*EXCERPTED TEXT*.
## start

A Large highly commercial park with a dolphin show, sea lion show, tropical bird show, sharks show, snorkelling in the tropical reef aquarium, tropical bird sanctuary; kid’s games, swimming and relaxation at the “Pirate’s Pool”, observation of iguanas, usage of the private dolphin beach including beach chairs and waterslides. Expensive, very expensive.
It wouldn’t be the Caribbean without Cabaret apparently. It’s not our thing so we are not best placed to advise but we did get to see ‘Bravissimo’. This is the show pushed by many of the tour companies and for me was a poor version of Cuba’s Tropicana. High profitability means high pressure selling. Not bad, but not for us.
Twenty minutes east of Puerto Plata, this beach is long, white and popular with snorkellers. There’s a reef 100 metres from the shore, where you can see multicoloured fish and coral. Don’t worry if you haven’t got your own mask – you can hire one from one of shops, guides are available. The town itself is bustling and has a lively night life scene. This is one of the cheapest places on the island for just about everything, it is also the place where the sex industry is most visible.
Tour operators will push these as I imagine they have high profitability. Sit on an open back lorry, drive into the hills, visit a school and a small family plantation, a bit like a small holding I suppose. Interesting enough, you will see things like coffee and coco being grown, together with a variety of tropical fruits and get to try and buy some local delicacies. We visited a couple of different beaches and went body boarding in the waves. Recommended? Indifferent really.
The Dominican has some good opportunities for tasteful souvenir buying. In the North some of the worlds finest A
mber is mined. It can be bought raw or set into jewellery, prices vary with quality of the piece, the amount of fossil inclusions and the gullibility of the buyer. The Amber museum is by far the worst place to buy, although it will certainly be genuine. Fake amber is everywhere, it is however very easy to tell the difference. Larimar is another semi precious stone mined here. It is unique to the island and has a deep blue hue. Set into jewellery and sold raw or polished, again price depends upon quality and gullibility. Traditional masks are used in the very frequent festivals and can often be bought following them. Woodcarvings are common, price depends on craftsmanship.
Dangers and annoyances
Nothing out of the ordinary, nothing that common sense cant handle. Rip off touts are probably the worst thing most will encounter. Don’t go walking in rough areas covered in gold jewellery or flicking through a bulging wallet. Wildlife and biting critter wise, the Dominican is very safe. The only thing to give a nasty bite is a caterpillar that you are highly unlikely to come across.We were very lucky to see one. Mosquitos will give you greif but malaria is very rare. You probably don’t want to hire a car as the roads are mental. In the Dominican republic you need a licence to drive, however you are given one regardless of whether you pass or fail the test!!! You are about as likely to see a fairy as you are a police officer and the roads have no rules whatsoever. Take care.

## end

Rewrite everything in the Dominican Republic travel notes from "A Large highly" down to "Expensive, very expensive.", putting "coral reef aquarium" wherever "tropical reef aquarium" appears.

*DATA SEGMENT*.
## start

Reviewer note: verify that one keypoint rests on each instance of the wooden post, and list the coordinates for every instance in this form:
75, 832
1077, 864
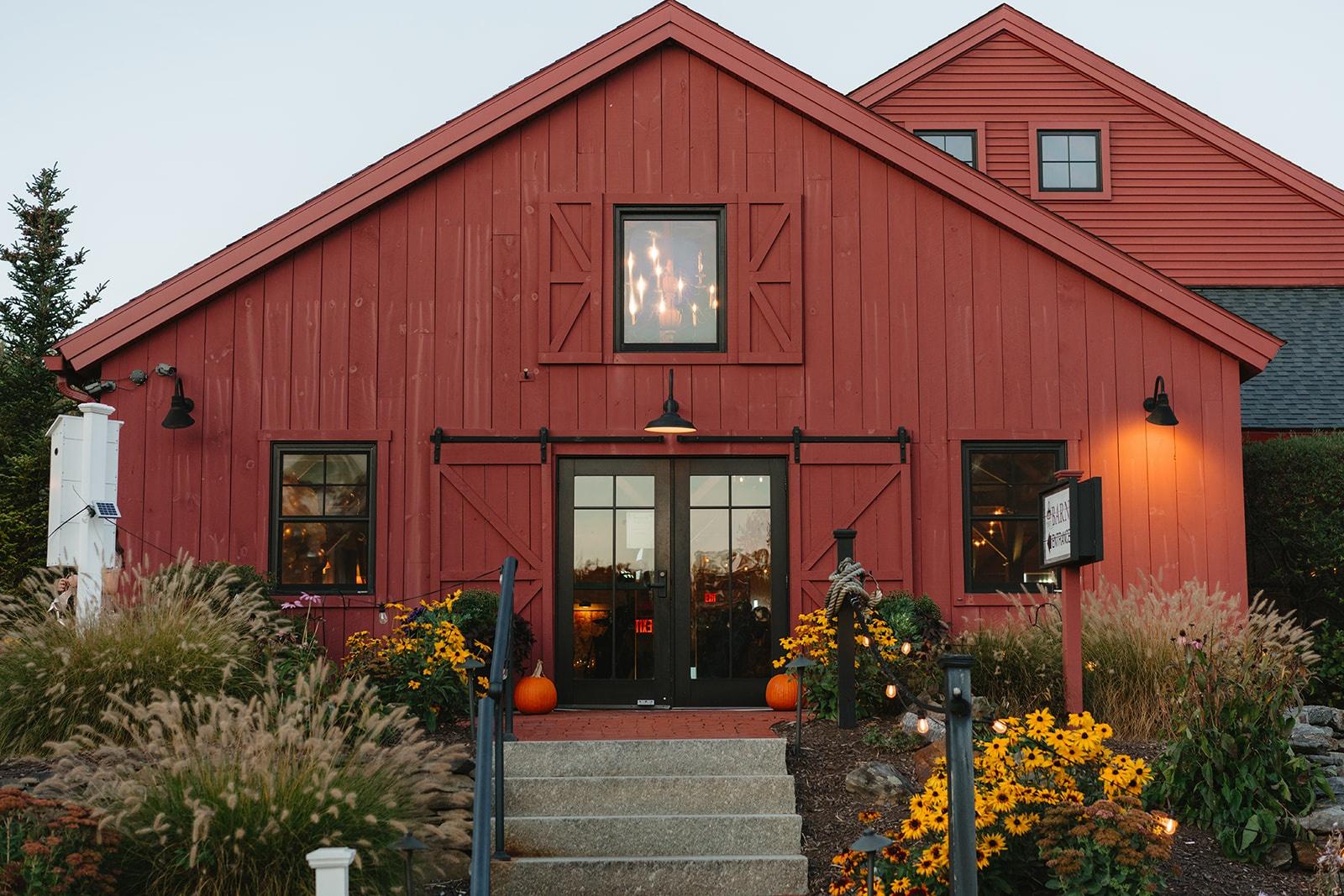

## end

*OUTPUT*.
A Large highly commercial park with a dolphin show, sea lion show, tropical bird show, sharks show, snorkelling in the coral reef aquarium, tropical bird sanctuary; kid’s games, swimming and relaxation at the “Pirate’s Pool”, observation of iguanas, usage of the private dolphin beach including beach chairs and waterslides. Expensive, very expensive.